What the task requires: In the records below, locate the line containing "Point to every instance of the green", then output that line and all later lines exactly, through the last one.

Records for the exercise:
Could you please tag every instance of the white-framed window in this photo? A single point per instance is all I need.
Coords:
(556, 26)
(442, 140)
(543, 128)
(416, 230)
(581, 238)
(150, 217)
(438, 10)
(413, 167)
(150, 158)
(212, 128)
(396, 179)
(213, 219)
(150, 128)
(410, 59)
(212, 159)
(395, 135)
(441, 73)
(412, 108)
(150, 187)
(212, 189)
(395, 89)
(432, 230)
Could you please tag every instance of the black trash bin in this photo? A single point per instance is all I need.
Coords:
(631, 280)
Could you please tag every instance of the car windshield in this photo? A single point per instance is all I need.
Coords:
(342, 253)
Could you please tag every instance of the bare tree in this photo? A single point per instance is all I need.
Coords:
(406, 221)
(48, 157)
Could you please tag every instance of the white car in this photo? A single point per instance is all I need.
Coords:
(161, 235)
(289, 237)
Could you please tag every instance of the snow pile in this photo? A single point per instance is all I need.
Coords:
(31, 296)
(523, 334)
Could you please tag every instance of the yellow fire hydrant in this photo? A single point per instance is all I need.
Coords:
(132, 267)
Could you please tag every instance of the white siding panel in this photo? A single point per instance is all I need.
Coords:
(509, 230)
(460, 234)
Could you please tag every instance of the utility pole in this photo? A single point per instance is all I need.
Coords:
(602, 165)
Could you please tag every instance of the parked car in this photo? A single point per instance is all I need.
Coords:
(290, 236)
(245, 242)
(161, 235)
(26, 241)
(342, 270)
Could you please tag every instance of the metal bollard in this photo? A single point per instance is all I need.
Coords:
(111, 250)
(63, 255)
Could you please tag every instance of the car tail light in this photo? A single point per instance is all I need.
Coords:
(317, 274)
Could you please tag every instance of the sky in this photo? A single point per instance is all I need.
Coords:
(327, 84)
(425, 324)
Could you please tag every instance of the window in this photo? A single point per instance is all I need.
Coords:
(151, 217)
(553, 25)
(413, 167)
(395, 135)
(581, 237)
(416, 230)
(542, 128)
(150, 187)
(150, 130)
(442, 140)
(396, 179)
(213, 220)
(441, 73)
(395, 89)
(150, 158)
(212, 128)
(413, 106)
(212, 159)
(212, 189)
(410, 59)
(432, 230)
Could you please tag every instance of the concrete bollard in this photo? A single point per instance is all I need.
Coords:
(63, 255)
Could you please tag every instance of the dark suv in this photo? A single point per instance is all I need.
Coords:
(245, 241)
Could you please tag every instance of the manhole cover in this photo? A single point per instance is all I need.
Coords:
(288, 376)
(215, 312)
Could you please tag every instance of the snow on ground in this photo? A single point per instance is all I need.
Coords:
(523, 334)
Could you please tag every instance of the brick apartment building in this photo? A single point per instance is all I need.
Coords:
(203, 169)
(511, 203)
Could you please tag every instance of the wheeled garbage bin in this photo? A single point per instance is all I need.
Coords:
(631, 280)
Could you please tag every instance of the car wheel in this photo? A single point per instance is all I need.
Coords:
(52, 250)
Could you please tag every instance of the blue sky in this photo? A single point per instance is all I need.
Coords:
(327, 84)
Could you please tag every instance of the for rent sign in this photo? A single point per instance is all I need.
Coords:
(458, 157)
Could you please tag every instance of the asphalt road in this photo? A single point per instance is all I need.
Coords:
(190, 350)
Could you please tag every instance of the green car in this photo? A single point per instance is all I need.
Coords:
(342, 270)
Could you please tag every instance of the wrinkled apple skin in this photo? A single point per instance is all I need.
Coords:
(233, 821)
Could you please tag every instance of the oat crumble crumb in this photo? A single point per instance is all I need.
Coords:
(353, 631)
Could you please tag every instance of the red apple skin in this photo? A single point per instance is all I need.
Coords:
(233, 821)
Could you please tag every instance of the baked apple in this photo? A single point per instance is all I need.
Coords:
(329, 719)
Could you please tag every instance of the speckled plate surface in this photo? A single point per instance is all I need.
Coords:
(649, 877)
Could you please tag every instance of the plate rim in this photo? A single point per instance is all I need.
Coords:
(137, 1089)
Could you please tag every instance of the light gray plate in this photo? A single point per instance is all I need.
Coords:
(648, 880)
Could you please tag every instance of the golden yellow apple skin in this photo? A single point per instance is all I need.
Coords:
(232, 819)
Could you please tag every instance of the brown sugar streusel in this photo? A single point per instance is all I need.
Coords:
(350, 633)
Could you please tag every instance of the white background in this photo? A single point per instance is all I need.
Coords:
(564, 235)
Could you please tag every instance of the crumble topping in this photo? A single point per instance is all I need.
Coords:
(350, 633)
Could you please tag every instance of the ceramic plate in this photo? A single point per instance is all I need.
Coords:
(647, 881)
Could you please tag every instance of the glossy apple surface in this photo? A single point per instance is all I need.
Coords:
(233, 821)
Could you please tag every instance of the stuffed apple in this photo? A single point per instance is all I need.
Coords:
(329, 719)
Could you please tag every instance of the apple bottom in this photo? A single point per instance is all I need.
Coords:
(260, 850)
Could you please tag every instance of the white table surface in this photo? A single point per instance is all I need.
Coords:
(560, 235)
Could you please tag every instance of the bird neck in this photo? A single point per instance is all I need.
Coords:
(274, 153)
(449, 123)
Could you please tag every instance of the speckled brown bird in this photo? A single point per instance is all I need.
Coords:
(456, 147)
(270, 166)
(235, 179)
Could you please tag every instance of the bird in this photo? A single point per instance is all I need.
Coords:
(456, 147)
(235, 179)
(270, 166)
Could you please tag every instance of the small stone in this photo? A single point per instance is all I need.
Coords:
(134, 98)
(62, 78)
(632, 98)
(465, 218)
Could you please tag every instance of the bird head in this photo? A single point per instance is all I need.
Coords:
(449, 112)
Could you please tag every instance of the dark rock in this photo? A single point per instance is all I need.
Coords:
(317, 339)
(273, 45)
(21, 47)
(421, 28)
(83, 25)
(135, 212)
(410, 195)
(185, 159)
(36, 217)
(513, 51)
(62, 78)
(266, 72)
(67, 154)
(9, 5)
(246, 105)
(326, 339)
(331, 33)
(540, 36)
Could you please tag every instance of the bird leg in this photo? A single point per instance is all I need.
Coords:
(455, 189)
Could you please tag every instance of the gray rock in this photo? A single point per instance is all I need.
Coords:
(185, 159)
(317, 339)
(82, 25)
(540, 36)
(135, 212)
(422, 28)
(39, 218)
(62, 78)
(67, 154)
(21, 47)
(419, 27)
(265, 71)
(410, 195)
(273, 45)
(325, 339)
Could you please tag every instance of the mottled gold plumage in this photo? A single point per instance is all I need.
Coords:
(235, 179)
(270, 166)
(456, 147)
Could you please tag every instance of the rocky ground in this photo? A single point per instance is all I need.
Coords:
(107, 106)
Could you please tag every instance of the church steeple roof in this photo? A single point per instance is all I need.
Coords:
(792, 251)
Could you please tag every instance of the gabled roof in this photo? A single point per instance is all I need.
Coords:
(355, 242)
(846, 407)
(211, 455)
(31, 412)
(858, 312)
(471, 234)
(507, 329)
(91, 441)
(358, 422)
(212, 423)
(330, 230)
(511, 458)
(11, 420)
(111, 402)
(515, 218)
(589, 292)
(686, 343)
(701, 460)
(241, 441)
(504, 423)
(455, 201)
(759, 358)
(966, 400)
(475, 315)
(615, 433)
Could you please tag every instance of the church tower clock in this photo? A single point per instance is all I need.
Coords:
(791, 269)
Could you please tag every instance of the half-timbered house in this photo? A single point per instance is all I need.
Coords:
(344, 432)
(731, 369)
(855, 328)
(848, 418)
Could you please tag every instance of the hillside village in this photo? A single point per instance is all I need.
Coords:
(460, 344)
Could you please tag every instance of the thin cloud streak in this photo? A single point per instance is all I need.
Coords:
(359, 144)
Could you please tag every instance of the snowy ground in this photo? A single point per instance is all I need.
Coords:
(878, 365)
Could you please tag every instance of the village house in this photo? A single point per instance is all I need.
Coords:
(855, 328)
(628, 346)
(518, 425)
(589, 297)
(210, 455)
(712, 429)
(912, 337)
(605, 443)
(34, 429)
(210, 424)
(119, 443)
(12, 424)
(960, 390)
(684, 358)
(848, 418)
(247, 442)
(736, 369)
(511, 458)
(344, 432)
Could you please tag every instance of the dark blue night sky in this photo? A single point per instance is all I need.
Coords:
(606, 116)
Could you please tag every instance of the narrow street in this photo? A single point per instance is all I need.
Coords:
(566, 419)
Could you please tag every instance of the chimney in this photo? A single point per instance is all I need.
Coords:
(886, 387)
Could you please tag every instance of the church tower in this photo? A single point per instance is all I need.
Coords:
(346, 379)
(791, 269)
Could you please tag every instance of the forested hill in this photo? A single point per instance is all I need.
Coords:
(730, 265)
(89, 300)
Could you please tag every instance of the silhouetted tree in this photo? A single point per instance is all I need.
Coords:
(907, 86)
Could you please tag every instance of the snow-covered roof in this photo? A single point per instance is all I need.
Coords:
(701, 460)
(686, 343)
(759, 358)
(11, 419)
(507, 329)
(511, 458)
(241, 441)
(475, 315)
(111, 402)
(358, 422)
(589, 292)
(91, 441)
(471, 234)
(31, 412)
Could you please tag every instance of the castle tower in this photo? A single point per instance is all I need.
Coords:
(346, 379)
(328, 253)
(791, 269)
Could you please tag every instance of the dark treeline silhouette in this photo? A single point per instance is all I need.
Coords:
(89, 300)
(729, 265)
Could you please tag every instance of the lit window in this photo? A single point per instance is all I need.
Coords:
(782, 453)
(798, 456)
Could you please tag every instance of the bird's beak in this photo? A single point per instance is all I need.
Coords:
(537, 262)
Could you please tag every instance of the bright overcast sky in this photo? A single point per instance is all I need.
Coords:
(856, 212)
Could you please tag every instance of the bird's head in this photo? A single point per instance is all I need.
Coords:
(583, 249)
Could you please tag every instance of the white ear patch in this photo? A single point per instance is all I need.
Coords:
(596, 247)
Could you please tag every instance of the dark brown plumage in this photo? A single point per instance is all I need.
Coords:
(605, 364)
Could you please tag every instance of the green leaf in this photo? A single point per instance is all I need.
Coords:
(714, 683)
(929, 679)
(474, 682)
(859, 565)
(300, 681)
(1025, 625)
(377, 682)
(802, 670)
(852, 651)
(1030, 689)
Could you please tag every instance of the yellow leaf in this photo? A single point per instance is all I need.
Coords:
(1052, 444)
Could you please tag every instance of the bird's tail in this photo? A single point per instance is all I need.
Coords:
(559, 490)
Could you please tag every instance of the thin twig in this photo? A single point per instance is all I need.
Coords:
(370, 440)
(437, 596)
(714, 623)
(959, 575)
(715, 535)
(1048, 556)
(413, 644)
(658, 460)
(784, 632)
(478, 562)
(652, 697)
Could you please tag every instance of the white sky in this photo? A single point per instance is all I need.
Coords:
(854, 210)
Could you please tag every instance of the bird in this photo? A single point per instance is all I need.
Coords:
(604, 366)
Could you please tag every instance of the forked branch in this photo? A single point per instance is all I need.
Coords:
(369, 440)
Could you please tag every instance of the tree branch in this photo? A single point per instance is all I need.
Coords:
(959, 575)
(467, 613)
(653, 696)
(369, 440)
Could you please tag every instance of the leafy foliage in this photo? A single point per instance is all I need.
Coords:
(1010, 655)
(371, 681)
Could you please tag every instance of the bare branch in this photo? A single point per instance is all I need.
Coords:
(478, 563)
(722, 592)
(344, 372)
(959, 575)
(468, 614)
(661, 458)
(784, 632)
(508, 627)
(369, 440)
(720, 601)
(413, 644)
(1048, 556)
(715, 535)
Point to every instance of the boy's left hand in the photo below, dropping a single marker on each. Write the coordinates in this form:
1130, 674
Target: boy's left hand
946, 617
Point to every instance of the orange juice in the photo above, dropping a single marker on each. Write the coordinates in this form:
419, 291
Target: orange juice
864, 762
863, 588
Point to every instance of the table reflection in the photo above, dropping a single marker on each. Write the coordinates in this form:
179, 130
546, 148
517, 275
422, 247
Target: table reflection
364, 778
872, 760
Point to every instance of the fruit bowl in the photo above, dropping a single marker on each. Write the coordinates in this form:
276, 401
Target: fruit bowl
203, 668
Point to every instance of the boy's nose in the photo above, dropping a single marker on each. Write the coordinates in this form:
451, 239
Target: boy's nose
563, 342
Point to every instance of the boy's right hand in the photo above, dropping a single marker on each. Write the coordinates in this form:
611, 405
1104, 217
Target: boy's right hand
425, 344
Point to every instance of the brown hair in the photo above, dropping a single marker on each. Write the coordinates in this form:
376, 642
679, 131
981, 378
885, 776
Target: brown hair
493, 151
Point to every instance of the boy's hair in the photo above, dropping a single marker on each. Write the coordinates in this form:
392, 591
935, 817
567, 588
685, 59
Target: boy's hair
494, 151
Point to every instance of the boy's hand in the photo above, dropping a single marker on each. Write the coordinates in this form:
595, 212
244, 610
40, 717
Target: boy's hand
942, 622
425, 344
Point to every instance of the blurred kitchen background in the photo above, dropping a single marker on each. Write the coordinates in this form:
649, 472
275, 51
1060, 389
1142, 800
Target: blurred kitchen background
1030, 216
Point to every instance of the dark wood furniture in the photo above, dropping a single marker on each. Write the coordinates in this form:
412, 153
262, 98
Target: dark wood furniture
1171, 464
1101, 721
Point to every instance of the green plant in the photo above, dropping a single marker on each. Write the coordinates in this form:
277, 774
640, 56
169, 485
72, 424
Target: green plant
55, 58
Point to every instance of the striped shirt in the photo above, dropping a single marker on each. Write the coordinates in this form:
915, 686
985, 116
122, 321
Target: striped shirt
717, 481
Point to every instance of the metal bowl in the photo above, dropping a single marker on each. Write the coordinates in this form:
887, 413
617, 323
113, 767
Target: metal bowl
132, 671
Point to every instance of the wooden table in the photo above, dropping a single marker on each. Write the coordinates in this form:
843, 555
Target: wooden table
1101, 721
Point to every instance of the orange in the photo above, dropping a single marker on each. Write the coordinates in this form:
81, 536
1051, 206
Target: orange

Task answer:
Point to every instance of the green plant in the photo above, dropping a single marker on each. Write the coordinates in this form:
277, 774
640, 56
169, 485
72, 424
Target: green plant
55, 58
Point to every instance of the striped shirt in the photo above, dropping a single marker on each. Write the coordinates in this form:
915, 686
985, 116
122, 321
Target: striped shirt
717, 481
Point to every instance of the metal bowl in the photo above, dropping a single marker on each. Write the coordinates in this form:
887, 413
617, 323
113, 767
Target: metal bowl
132, 671
Point to every instance of the wooden table in the photo above, dropping a single marker on each. Write the coordinates in this form:
843, 555
Target: wooden table
1101, 721
Point to every instance of the orange in the photo above, dropping a single marker on each. Write the coordinates in this form:
81, 536
1051, 206
Target: orange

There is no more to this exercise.